Rewrite the items below, substituting "cloudy sky" for every occurrence of "overcast sky" and changing nothing else. Omit the pictures from your answer.
** BEGIN Dataset excerpts **
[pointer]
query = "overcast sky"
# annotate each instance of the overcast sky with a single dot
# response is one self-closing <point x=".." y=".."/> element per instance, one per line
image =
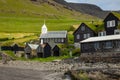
<point x="104" y="4"/>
** END Dataset excerpts **
§ **Task output**:
[pointer]
query = "cloudy sky"
# annotate each instance of the cloudy sky with a single dot
# response is one self-closing <point x=".." y=".."/> element per instance, one per line
image =
<point x="104" y="4"/>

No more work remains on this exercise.